- **LISTED RECORDS**:
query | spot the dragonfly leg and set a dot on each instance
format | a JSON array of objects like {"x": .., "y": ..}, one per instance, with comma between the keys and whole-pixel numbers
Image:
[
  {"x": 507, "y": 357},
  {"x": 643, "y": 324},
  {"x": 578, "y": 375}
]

* * *

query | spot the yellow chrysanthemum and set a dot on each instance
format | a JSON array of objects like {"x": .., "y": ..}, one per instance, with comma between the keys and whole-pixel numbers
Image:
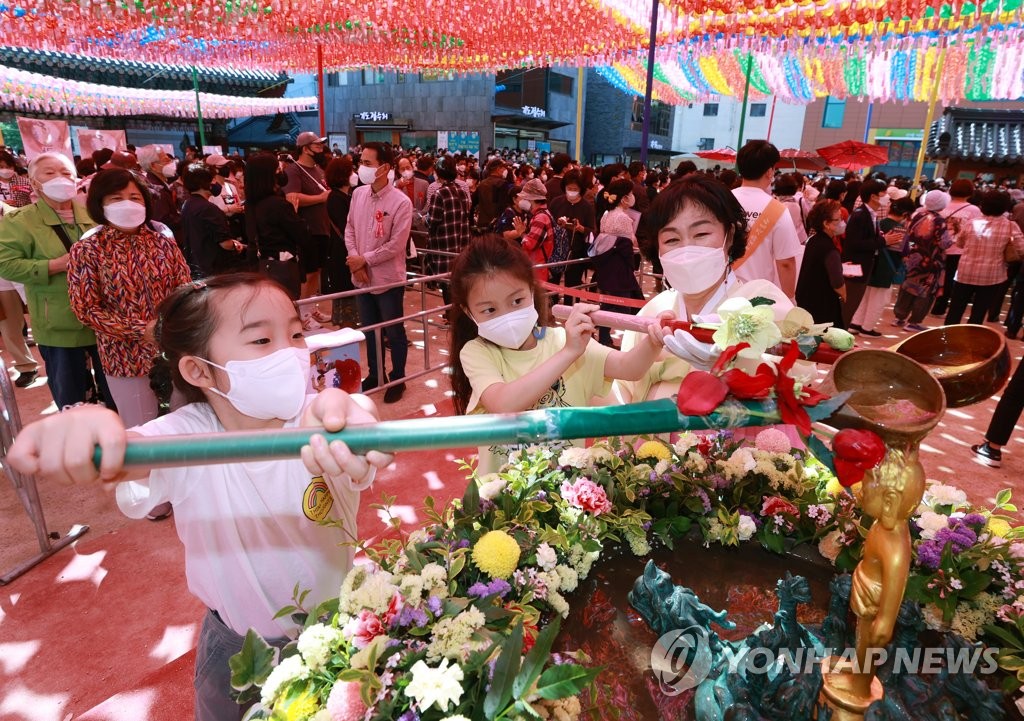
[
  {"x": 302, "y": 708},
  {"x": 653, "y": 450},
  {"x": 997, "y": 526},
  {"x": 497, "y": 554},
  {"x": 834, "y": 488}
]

...

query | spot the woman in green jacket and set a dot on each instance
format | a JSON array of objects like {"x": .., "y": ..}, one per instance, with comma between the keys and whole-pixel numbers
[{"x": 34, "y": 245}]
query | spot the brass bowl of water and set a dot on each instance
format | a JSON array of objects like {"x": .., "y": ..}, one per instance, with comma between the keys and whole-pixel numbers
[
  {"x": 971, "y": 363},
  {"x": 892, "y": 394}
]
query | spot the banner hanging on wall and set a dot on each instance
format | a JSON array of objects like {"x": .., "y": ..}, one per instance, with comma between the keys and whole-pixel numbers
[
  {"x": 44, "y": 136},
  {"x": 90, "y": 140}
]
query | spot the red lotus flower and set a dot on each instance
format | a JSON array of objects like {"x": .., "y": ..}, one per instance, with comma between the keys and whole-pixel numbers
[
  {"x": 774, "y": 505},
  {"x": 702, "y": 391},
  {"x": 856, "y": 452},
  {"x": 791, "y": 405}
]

- **GOAL OF THE EXERCISE**: Extract every line in the three blocks above that contains the word "spot", copying each one in full.

- **OUTPUT FOR THIS TASK**:
query | spot the dragonfly leg and set a dot on each instance
query | spot the yellow chrysanthemum and set a dot on each instance
query | spot the woman in green jacket and set a dot on each instance
query | spot the brass bowl of water and set a dot on each instance
query | spot the banner hanging on wall and set a dot on each instance
query | spot the red lotus flower and set a dot on each instance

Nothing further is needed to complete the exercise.